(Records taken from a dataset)

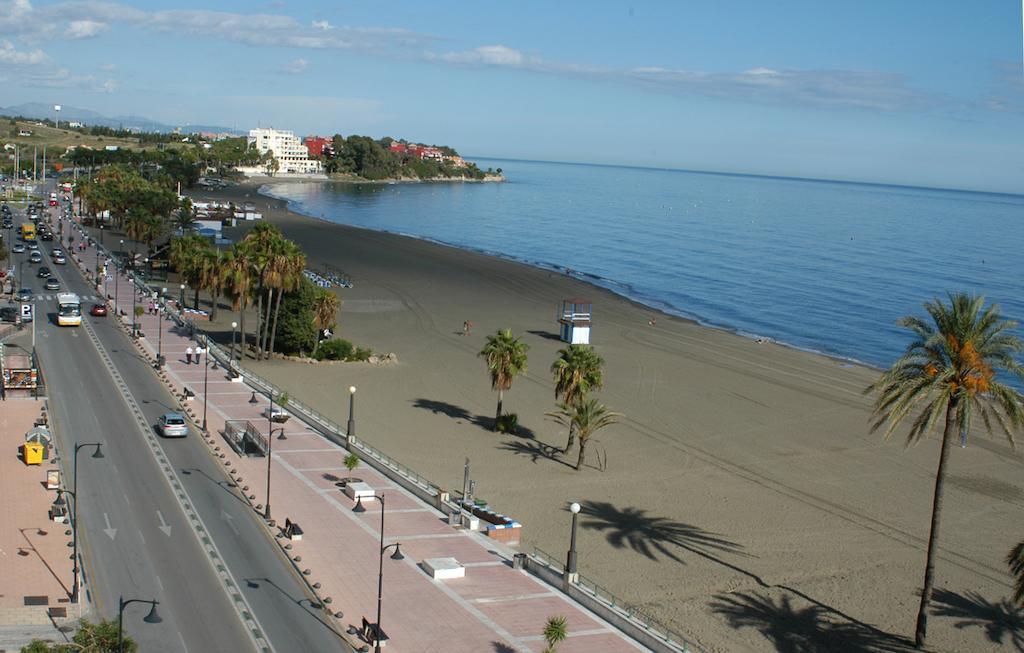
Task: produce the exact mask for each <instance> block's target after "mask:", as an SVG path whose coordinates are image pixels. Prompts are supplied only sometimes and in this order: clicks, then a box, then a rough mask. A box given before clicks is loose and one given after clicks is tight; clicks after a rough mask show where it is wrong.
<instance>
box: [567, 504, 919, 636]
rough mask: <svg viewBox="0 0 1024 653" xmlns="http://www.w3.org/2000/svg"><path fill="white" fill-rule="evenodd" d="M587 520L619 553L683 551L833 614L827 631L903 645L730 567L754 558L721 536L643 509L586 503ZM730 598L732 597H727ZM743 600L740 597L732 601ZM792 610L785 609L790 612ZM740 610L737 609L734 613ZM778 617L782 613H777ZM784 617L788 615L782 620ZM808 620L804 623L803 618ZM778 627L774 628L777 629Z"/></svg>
mask: <svg viewBox="0 0 1024 653" xmlns="http://www.w3.org/2000/svg"><path fill="white" fill-rule="evenodd" d="M580 512H581V513H582V514H583V515H584V516H585V517H586V518H587V519H585V520H584V521H583V523H582V524H581V525H582V526H583V528H586V529H590V530H598V531H602V532H606V534H605V539H607V541H608V543H610V545H611V546H612V547H615V548H616V549H625V548H629V549H631V550H633V551H635V552H636V553H639V554H641V555H643V556H644V557H646V558H648V559H649V560H657V556H658V555H662V556H665V557H666V558H669V559H671V560H673V561H675V562H679V563H682V564H686V562H685V561H684V560H683V559H682V558H681V557H680V556H679V554H678V553H677V552H676V551H675V550H682V551H685V552H689V553H691V554H693V555H695V556H699V557H701V558H703V559H706V560H709V561H711V562H713V563H715V564H718V565H721V566H723V567H725V568H727V569H731V570H733V571H735V572H737V573H739V574H741V575H743V576H746V577H748V578H750V579H751V580H753V581H754V582H756V583H757V584H758V585H759V586H761V587H763V589H765V590H781V591H784V592H787V593H790V594H792V595H794V596H797V597H800V598H801V599H803V600H805V601H807V602H808V603H810V604H811V605H812V606H813V607H814V609H815V610H819V611H820V612H821V613H822V614H829V615H833V616H835V617H838V618H840V619H842V620H843V621H844V622H846V623H845V624H844V623H835V622H830V623H833V624H834V625H831V626H829V627H831V628H833V629H834V630H836V629H837V628H838V627H839V626H843V627H847V628H860V629H863V630H865V632H867V633H871V634H873V637H876V638H878V639H879V640H880V641H882V640H885V641H890V642H895V643H899V644H900V645H901V646H902V645H903V643H902V641H901V640H899V639H897V638H895V637H894V636H892V635H890V634H888V633H885V632H884V630H881V629H879V628H876V627H874V626H872V625H870V624H868V623H864V622H863V621H860V620H859V619H856V618H855V617H853V616H851V615H849V614H846V613H845V612H843V611H841V610H839V609H838V608H835V607H833V606H830V605H827V604H824V603H822V602H820V601H818V600H816V599H814V598H812V597H809V596H808V595H806V594H804V593H803V592H801V591H800V590H797V589H795V587H791V586H788V585H784V584H772V583H769V582H767V581H765V579H764V578H762V577H761V576H760V575H758V574H756V573H754V572H753V571H750V570H749V569H744V568H743V567H740V566H739V565H737V564H734V563H732V562H729V561H727V560H725V559H723V558H722V557H721V555H722V554H731V555H738V556H742V557H748V558H749V557H751V556H750V554H746V553H743V551H742V550H743V547H742V545H738V543H736V542H734V541H730V540H728V539H725V538H724V537H722V536H720V535H719V534H718V533H713V532H711V531H707V530H705V529H702V528H700V527H699V526H693V525H691V524H685V523H683V522H678V521H675V520H672V519H669V518H666V517H655V516H651V515H648V514H647V511H646V510H642V509H640V508H625V509H618V508H616V507H614V506H612V505H611V504H610V503H608V502H585V503H584V504H583V505H582V510H581V511H580ZM726 596H729V595H726ZM733 596H742V595H739V594H737V595H733ZM787 606H788V604H786V606H783V607H786V608H787ZM754 607H757V608H759V610H760V612H759V613H760V614H763V615H768V614H769V612H770V611H768V610H767V608H768V607H769V606H757V605H755V606H754ZM736 609H738V608H736ZM776 612H778V610H776ZM782 616H784V615H782ZM804 618H806V617H804ZM773 627H774V625H773ZM786 650H792V651H798V650H808V651H813V650H828V649H827V648H824V649H814V648H811V649H786ZM850 650H853V651H858V650H874V649H856V648H854V649H850ZM878 650H883V651H888V650H904V649H878Z"/></svg>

__WHAT IS REQUIRED__
Rewrite the items with every "rough mask" swapped for "coarse mask" and nothing else changed, leaving the pictures out.

__REPLY TO THE TASK__
Task: produce the exact mask for each <instance> block's target after "mask:", as an SVG path whose coordinates are image pixels. Prompts are supplied only sometimes and in this order: clicks, then a box, then a coarse mask. A box given before clicks is loose and one given after clicks is tight; clicks after a coarse mask show where it is wrong.
<instance>
box: [567, 504, 919, 636]
coarse mask: <svg viewBox="0 0 1024 653" xmlns="http://www.w3.org/2000/svg"><path fill="white" fill-rule="evenodd" d="M587 520L619 553L683 551L833 614L827 631L903 645L730 567L754 558L721 536L643 509L586 503ZM730 598L732 597H727ZM743 600L740 597L732 601ZM792 610L785 609L790 612ZM740 610L737 609L734 613ZM778 617L782 613H777ZM784 617L788 615L782 620ZM808 620L804 623L803 618ZM778 627L774 628L777 629Z"/></svg>
mask: <svg viewBox="0 0 1024 653" xmlns="http://www.w3.org/2000/svg"><path fill="white" fill-rule="evenodd" d="M580 512H581V513H582V514H583V515H584V516H585V517H586V518H587V519H585V520H584V521H583V523H582V524H581V525H582V526H583V528H586V529H590V530H598V531H602V532H606V534H605V539H607V541H608V543H610V545H611V546H612V547H615V548H616V549H625V548H629V549H631V550H633V551H635V552H636V553H639V554H641V555H643V556H644V557H646V558H648V559H649V560H657V556H658V555H662V556H665V557H666V558H669V559H671V560H673V561H675V562H679V563H682V564H686V562H685V561H684V560H683V559H682V558H681V557H680V556H679V554H678V553H677V552H676V551H675V550H682V551H685V552H689V553H691V554H693V555H695V556H699V557H701V558H703V559H706V560H709V561H711V562H713V563H715V564H718V565H721V566H723V567H725V568H727V569H731V570H733V571H735V572H737V573H739V574H741V575H743V576H746V577H748V578H750V579H751V580H753V581H754V582H756V583H757V584H758V585H759V586H761V587H763V589H765V590H781V591H784V592H787V593H790V594H792V595H794V596H797V597H800V598H801V599H803V600H805V601H807V602H808V603H810V604H811V605H812V606H813V607H814V609H815V610H819V611H820V612H821V613H822V614H829V615H833V616H835V617H838V618H840V619H842V620H843V621H844V622H846V623H845V624H844V623H835V622H830V623H833V624H834V625H831V626H829V627H831V628H833V629H834V630H836V629H837V628H838V627H839V626H843V627H847V628H860V629H863V630H865V632H867V633H871V634H873V637H876V638H878V639H879V640H880V641H882V640H885V641H890V642H895V643H899V644H900V645H901V646H902V645H903V643H902V641H901V640H899V639H897V638H895V637H894V636H892V635H890V634H888V633H885V632H884V630H881V629H879V628H876V627H874V626H872V625H870V624H868V623H864V622H863V621H860V620H859V619H856V618H855V617H853V616H851V615H849V614H846V613H845V612H843V611H841V610H839V609H838V608H835V607H833V606H830V605H827V604H824V603H822V602H820V601H818V600H816V599H814V598H812V597H809V596H808V595H806V594H804V593H803V592H801V591H800V590H797V589H795V587H791V586H788V585H784V584H772V583H769V582H767V581H765V579H764V578H762V577H761V576H760V575H758V574H756V573H754V572H753V571H750V570H749V569H744V568H743V567H740V566H739V565H737V564H734V563H732V562H729V561H727V560H725V559H723V558H722V557H721V555H722V554H731V555H738V556H742V557H748V558H749V557H751V556H750V554H746V553H743V551H742V550H743V547H742V545H738V543H736V542H734V541H730V540H728V539H725V538H724V537H722V536H720V535H719V534H718V533H713V532H711V531H707V530H705V529H702V528H700V527H699V526H693V525H691V524H685V523H683V522H678V521H675V520H672V519H669V518H666V517H655V516H651V515H648V514H647V511H646V510H642V509H640V508H625V509H618V508H616V507H614V506H612V505H611V504H610V503H608V502H585V503H584V504H583V505H582V510H581V511H580ZM726 596H729V595H726ZM733 596H742V595H739V594H737V595H733ZM787 606H788V604H786V606H783V607H786V608H787ZM754 607H757V608H759V610H760V612H759V613H760V614H763V615H768V614H769V612H770V611H768V610H767V608H768V607H769V606H757V605H755V606H754ZM736 609H738V608H736ZM776 612H778V610H776ZM782 616H784V615H782ZM804 618H806V617H804ZM773 627H774V625H773ZM786 650H792V651H798V650H808V651H813V650H828V649H827V648H824V649H814V648H811V649H786ZM850 650H853V651H858V650H874V649H856V648H854V649H850ZM878 650H883V651H888V650H904V649H878Z"/></svg>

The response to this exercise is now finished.